**Instruction 1**
According to the NFS migration notes, how long does a per-service rollback take?

Per-service rollback: revert the stack to inline `nfs {}` and `terragrunt apply`. The data never moved — it's the same NFS path. PV/PVC objects get destroyed by Terraform, pod remounts inline. Takes 1 minute per service.

Full rollback: remove CSI driver and StorageClass from platform stack, revert all stacks. No data impact.

## Risks

1. **`soft` mount I/O errors**: Apps that don't handle I/O errors gracefully may crash instead of hanging. This is strictly better — a crash triggers a restart with a fresh mount, vs hanging forever. But some apps may log noisy errors during brief NFS blips.

2. **PV naming conflicts**: PV names are cluster-global. Must ensure uniqueness. Convention `<service>-<purpose>` handles this.

3. **Terraform state churn**: Each service gains 2 new resources (PV + PVC) and loses the inline volume (implicit, not tracked). The `terragrunt apply` will show resource additions but no deletions (inline volumes aren't separate TF resources). Pod will be recreated.

4. **CSI driver resource overhead**: ~50MB RAM + 10m CPU per node (5 nodes = ~250MB cluster-wide). Acceptable.

## Success Criteria

- [ ] NFS CSI driver deployed and healthy on all 5 nodes
- [ ] `nfs-truenas` StorageClass created with soft mount options
- [ ] `modules/kubernetes/nfs_volume/` module created and tested
- [ ] All 56 NFS-dependent services migrated from inline to PV/PVC
- [ ] No service downtime beyond a single pod restart during migration
- [ ] Simulated NFS outage (TrueNAS NFS service pause) results in pod restart (not hang)
- [ ] Documentation and skills updated for new pattern

**Dataset rows on where objects appear**
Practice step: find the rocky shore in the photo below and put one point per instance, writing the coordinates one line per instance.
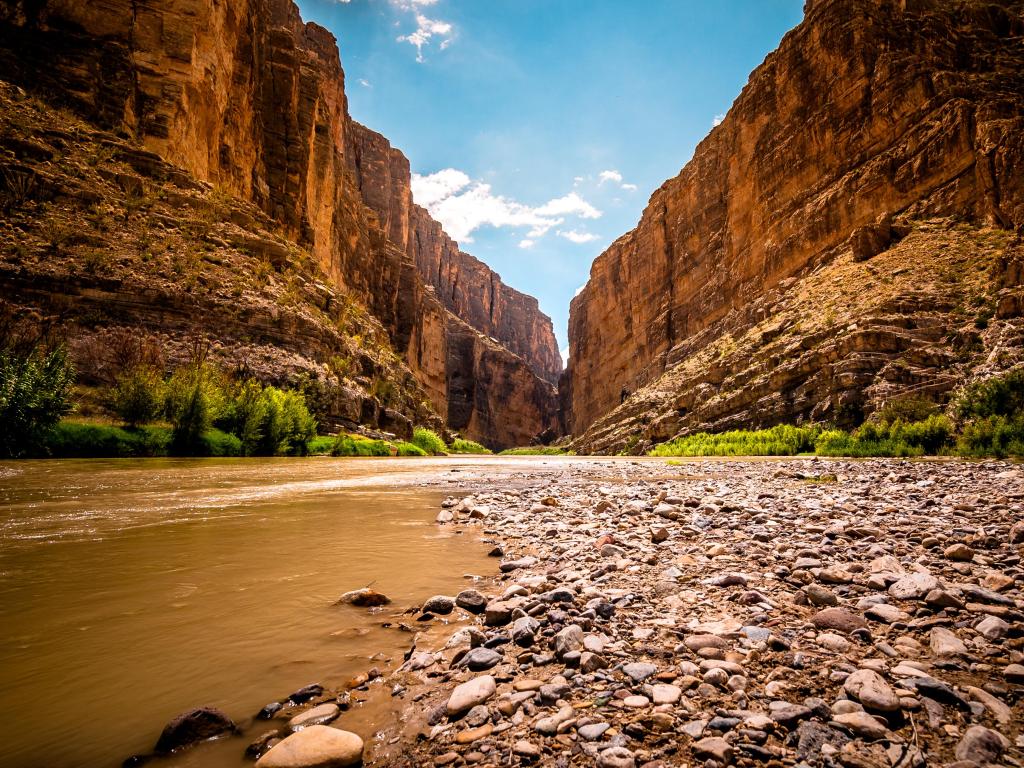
(808, 612)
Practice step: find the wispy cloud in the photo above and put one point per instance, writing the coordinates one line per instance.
(463, 206)
(615, 178)
(577, 237)
(426, 28)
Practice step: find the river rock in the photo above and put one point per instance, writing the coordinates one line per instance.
(192, 727)
(615, 757)
(471, 600)
(945, 643)
(480, 658)
(316, 716)
(365, 598)
(839, 620)
(871, 690)
(981, 745)
(470, 693)
(315, 747)
(439, 604)
(862, 724)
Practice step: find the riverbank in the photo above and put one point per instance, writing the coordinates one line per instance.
(863, 613)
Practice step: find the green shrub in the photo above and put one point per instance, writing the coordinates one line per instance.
(195, 399)
(35, 394)
(536, 451)
(459, 445)
(137, 395)
(780, 440)
(217, 442)
(75, 440)
(428, 440)
(992, 435)
(408, 449)
(321, 444)
(347, 444)
(999, 395)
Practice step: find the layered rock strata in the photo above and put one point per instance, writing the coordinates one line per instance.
(245, 96)
(868, 112)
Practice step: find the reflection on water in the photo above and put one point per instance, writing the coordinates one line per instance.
(133, 590)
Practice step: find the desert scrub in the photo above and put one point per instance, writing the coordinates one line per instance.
(460, 445)
(536, 451)
(780, 440)
(408, 449)
(429, 441)
(347, 444)
(36, 382)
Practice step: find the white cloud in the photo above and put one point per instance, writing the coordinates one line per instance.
(463, 206)
(426, 29)
(576, 237)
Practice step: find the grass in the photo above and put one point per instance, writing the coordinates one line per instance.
(429, 441)
(781, 440)
(71, 439)
(536, 451)
(459, 445)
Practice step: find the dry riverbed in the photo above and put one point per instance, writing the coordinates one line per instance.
(725, 612)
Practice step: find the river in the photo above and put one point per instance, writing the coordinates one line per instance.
(132, 590)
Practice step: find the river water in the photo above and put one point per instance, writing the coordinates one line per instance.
(131, 591)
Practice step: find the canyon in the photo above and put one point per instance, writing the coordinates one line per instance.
(236, 114)
(845, 237)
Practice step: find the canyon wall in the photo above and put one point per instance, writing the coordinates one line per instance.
(869, 113)
(466, 286)
(242, 94)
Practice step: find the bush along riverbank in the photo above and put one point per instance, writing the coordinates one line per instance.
(985, 419)
(196, 410)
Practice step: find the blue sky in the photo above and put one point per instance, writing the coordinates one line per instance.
(538, 129)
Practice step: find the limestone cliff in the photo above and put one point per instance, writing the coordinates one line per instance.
(871, 120)
(466, 286)
(243, 96)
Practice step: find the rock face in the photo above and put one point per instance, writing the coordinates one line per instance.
(245, 96)
(824, 160)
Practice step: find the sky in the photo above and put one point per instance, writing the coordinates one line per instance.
(538, 129)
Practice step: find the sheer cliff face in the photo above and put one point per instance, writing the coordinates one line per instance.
(245, 95)
(868, 108)
(466, 287)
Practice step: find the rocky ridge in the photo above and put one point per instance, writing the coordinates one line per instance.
(245, 99)
(824, 158)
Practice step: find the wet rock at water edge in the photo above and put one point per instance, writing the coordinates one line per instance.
(192, 727)
(365, 598)
(315, 747)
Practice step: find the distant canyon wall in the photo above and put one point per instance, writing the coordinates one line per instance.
(245, 95)
(868, 109)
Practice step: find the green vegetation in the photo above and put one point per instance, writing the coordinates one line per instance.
(429, 441)
(76, 440)
(408, 449)
(536, 451)
(781, 440)
(986, 419)
(353, 444)
(35, 393)
(459, 445)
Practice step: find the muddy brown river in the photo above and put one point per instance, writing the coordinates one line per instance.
(131, 591)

**Instruction 2**
Recast the listing as a numbered list, starting from the line containing "Practice step: find the muddy" and running through the end of the listing. Leave out blank lines.

**Reply 1**
One minute per service.

**Reply 2**
1. Practice step: find the muddy brown river in the photo above and put one point per instance, writing the coordinates one line per instance.
2. (131, 591)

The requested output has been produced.